ИСХОДНЫЙ ТЕКСТ
_ _ _ _
Маленькая Эмма, Матильда и кукла Ниночка

Маленькая Эмма, Матильда и кукла Ниночка

Когда Эмма выросла, она стала учительницей. Много лет она не видела свою маму, хотя знала о ней. Но всю жизнь боялась этого родства, боялась признаться, что она немка. Рассказала она об этом только в 1993 году. А маму ее тоже депортировали, только уже немцы – угнали с детьми в Германию. Конечно, их положение было чуть лучше, чем остальных остарбайтеров, некоторые даже получали вид на жительство и гражданство, но все равно они были людьми второго сорта.

Люди не знали, что в Советском Союзе их ждут спецпоселения, им хотелось домой

– Их собирали на территории современной Польши, предполагалось, что там будет имперская область, где будут жить этнические немцы. В 1945 году после Ялтинской конференции было принято решение, чтобы всех вернуть в родные места. И я читала как немец из Германии уговаривает немца из Стрельны – ты останься, мы тебе поможем, фермером будешь, а тот говорит – как же, я коммунист, я должен вернуться в свою страну. Люди же не знали, что в Советском Союзе их ждут спецпоселения и всякие ограничения, им хотелось домой.

Вернулась и Екатерина Лефлер, но ей не разрешили жить в Ленинграде, сначала она работала в лагере на Украине, потом жила в Эстонии, в Пярну, работала на консервном заводе.

Екатерина Лефлер в Эстонии

Екатерина Лефлер в Эстонии

Все угнанные в Германию и репатриированные находились под особым контролем

И когда повзрослевшая дочь встретилась с настоящей матерью, она называла ее мама-тетя. Потому что близкой и родной была для нее, конечно, мамина сестра, Матильда, а мать была чужим человеком. Приемный отец Эммы был офицером Красной армии, он еще после войны служил в Германии в военной администрации, семья была при нем. Эмма училась на территории ГДР в немецкой школе. Потом семья вернулась в Советский Союз, и Матильде, благодаря мужу, не поминали ее немецкое происхождение. А родная мать Эммы вынуждена была скитаться, не имея права вернуться в родной город: все угнанные в Германию и репатриированные находились под особым контролем, проходили через фильтрационные лагеря, и путь в Ленинград им был закрыт. Она могла только время от времени навещать свою дочь, но жить рядом ей не разрешили.

Бреннеры - отец и дочери Матильда и Екатерина

Бреннеры – отец и дочери Матильда и Екатерина

Ирина Черказьянова интересовалась депортацией не только ленинградских немцев, но и тех, которые жили в Ленинградской области, в пригородах и оказались в блокадном кольце. Особенно трогает ее судьба немецких колонистов, живших в самой крупном немецком поселении со времен Екатерины II, в деревне Новосаратовке. Сохранились воспоминания одного из бывших колонистов Адама Адамовича Шмидта, которому тогда было 20 лет и который рассказал, что в этой деревне жилось так же тяжело, как и в блокадном городе – были такие же пайки, такие же работы в колхозе и по уборке территории, по захоронению трупов.
_ _ _ _
ПРЕДСТАВЛЕННЫЕ ДАННЫЕ
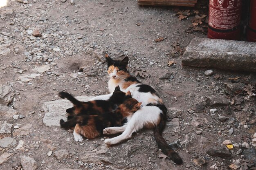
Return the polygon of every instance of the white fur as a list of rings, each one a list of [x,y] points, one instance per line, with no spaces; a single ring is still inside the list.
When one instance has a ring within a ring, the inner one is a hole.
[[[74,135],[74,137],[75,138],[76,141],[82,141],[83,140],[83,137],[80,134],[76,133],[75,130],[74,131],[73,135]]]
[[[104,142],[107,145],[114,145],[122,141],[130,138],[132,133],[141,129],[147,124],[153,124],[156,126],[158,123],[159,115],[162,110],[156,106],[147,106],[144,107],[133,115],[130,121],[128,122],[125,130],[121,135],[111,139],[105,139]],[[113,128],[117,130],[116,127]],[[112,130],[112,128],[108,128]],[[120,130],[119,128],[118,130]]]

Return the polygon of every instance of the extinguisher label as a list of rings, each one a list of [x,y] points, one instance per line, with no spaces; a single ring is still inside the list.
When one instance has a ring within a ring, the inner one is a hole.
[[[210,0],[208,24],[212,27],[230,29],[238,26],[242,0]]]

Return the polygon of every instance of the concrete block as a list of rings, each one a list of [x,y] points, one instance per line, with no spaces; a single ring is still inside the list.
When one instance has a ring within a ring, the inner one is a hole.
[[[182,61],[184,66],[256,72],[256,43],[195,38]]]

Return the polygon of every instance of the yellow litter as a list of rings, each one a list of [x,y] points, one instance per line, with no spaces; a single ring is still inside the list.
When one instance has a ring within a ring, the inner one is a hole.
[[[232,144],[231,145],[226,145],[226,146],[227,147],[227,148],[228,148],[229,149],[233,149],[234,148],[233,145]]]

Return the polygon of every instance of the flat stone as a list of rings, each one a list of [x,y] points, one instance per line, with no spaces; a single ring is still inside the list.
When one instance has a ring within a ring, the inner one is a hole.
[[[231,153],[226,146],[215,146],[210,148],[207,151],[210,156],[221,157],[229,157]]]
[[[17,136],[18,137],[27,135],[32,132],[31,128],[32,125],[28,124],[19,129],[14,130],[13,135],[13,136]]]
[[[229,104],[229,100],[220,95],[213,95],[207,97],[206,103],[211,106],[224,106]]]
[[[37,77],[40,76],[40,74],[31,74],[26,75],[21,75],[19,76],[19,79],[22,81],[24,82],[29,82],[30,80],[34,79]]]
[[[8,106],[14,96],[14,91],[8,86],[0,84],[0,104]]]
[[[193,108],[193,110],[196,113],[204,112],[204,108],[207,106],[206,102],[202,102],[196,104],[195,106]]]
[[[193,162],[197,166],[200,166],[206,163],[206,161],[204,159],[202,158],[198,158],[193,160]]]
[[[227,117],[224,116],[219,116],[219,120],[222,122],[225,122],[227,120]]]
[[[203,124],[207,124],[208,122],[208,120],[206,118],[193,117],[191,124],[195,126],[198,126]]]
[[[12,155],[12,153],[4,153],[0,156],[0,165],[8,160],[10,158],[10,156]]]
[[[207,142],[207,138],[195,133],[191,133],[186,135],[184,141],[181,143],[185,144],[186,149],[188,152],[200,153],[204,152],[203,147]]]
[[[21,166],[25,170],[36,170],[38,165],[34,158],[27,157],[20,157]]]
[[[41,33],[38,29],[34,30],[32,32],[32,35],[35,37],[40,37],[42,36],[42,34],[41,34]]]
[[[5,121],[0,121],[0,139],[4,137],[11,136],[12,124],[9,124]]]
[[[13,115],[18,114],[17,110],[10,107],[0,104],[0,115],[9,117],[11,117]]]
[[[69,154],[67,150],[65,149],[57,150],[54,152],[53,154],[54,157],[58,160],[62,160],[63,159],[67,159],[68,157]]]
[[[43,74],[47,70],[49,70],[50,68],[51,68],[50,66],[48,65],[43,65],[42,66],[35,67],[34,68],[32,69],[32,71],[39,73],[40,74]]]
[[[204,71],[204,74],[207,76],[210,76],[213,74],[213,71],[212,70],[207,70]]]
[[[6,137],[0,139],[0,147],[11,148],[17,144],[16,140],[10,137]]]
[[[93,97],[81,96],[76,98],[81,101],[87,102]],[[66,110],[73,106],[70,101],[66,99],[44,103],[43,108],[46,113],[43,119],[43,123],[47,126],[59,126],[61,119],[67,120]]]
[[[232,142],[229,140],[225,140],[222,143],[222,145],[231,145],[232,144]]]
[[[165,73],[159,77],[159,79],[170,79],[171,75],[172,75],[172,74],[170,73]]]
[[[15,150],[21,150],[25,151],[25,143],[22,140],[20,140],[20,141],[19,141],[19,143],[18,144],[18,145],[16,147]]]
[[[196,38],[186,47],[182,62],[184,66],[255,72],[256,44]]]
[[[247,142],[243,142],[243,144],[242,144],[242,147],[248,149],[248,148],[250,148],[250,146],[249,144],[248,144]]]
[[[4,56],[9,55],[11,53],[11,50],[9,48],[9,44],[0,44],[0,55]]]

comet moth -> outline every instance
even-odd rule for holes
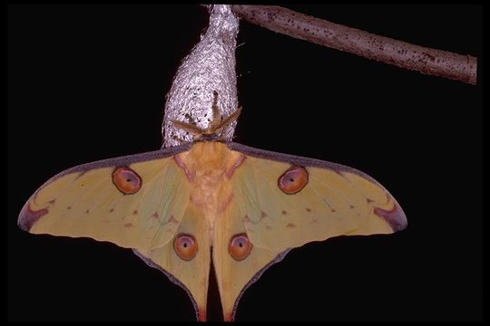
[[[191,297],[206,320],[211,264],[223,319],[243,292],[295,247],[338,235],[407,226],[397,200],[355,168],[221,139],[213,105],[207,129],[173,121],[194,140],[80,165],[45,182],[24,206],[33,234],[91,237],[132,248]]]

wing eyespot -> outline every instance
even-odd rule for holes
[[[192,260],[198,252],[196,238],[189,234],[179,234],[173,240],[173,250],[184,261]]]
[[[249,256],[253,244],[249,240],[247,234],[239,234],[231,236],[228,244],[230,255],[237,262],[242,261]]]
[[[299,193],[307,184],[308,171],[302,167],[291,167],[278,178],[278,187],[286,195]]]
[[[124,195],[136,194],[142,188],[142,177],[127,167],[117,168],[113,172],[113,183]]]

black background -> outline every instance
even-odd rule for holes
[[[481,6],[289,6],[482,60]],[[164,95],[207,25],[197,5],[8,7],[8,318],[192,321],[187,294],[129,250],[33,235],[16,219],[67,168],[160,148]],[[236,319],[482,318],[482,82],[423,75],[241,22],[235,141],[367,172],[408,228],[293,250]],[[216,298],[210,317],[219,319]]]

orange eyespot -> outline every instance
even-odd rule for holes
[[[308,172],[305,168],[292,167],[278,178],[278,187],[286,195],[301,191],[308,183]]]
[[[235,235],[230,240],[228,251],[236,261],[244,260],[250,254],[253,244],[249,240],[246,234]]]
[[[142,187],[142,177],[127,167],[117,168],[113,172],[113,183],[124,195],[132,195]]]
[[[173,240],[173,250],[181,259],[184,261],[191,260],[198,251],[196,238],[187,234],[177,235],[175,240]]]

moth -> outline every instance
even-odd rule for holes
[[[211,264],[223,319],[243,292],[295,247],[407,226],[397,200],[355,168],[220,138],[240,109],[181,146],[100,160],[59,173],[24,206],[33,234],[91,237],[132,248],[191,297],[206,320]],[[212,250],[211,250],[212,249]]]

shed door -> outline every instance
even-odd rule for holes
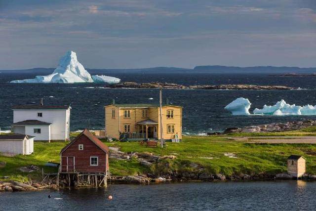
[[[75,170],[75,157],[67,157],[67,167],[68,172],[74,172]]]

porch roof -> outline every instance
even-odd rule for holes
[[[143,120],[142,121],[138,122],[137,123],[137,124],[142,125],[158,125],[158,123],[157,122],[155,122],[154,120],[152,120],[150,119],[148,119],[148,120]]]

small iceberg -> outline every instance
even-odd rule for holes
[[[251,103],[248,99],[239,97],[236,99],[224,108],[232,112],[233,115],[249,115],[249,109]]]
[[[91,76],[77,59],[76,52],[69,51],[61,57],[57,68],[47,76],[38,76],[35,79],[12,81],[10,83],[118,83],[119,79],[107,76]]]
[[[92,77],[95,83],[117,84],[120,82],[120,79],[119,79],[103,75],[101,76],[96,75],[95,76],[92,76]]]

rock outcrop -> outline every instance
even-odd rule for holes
_ _ _ _
ЗАДАЧИ
a: Перепишите в точности строки записей от строки, содержащей «shed door -> outline every instance», до самого конца записей включительно. Изображения в ответ не включайте.
b: Напишите продолжение текста о депортации ленинградских немцев, начиная сразу после его последнего предложения.

ОЖИДАЕМЫЕ ОТВЕТЫ
a:
shed door -> outline every instance
even-odd rule for holes
[[[75,170],[75,157],[67,157],[67,167],[68,172],[74,172]]]

porch roof -> outline every instance
even-odd rule for holes
[[[143,120],[142,121],[138,122],[137,123],[137,124],[142,125],[158,125],[158,123],[157,122],[155,122],[154,120],[152,120],[150,119],[148,119],[148,120]]]

small iceberg -> outline every instance
even-odd rule for holes
[[[251,103],[248,99],[239,97],[236,99],[224,108],[232,112],[233,115],[249,115],[249,109]]]
[[[91,76],[77,59],[76,52],[69,51],[61,57],[57,68],[47,76],[38,76],[35,79],[12,81],[10,83],[118,83],[119,79],[107,76]]]
[[[92,77],[95,83],[117,84],[120,82],[120,79],[119,79],[103,75],[101,76],[96,75],[95,76],[92,76]]]

rock outcrop -> outline every instance
even-odd rule for holes

b:
– В марте 1942 года был отдан повторный приказ о выселении немцев и финнов, на сборы давали сутки, а то и меньше, поднялась суматоха, все мучительно решали, что брать, что оставлять. Брать можно было только 16 килограммов на человека, а что это – узел одежды и запасы в дорогу, все ценное пришлось бросить. И Адам Адамович вспоминает, что всех членов семьи, которых не удалось похоронить, было приказало отнести в сарай и сжечь. Сначала их повезли по Дороге Жизни через Ладогу, и только на той стороне в вагон поставили печурку, и стало чуть-чуть теплее. Маленький ребенок из этой семьи умер еще до посадки в поезд. Немцы жили и в Парголово, о депортации из этой колонии вспоминает Маргарита Финк: как 27 марта она возвращалась из города, получив паек, а дома застала панику. Отец выкапывал из земли ценные вещи, которые прятали от бомбежек, потом достал картофельные мешки и складывал туда зимнюю одежду, валенки, белье, отрезы, а все остальное пришлось оставить. На себя надевали одежду в несколько слоев, лишь бы что-то сохранить для жизни на новом месте. Их повезли сначала к Лисьему Носу, там в вагоны погрузили финнов и повезли всех назад, а потом к Ладоге и дальше в Сибирь. И когда проезжали мимо Ольгино, финны запели, да так, что в вагоне все плакали. Все прощались с родными местами, понимали, что никогда не вернутся. Так оно вышло – после войны немцам и финнам долгие годы не разрешали возвращаться. Были секретные постановления на этот счет: где-то в области, в пригородах еще можно было жить, а в Ленинграде – исключено.

Новосаратовка, 1968 год

Новосаратовка, 1968 год

– А почему только 16 килограммов на человека разрешали брать?

– Думаю, в условиях блокады вагонов не хватало, на немцев и финнов выделили около 10 эшелонов, поэтому такие жесткие условия были. Но вот есть официальный документ о том, как выселяли немцев Поволжья – им разрешалось взять с собой тонну вещей. Но, во-первых, какая тонна могла набраться тогда у небогатых людей, а во-вторых, на самом деле они доезжали до Волги и у переправы все эти вещи оставляли, так что потом Саратовский музей именно в этом месте собирал немецкие предметы.

Такая же судьба постигла отца Ольги Берггольц.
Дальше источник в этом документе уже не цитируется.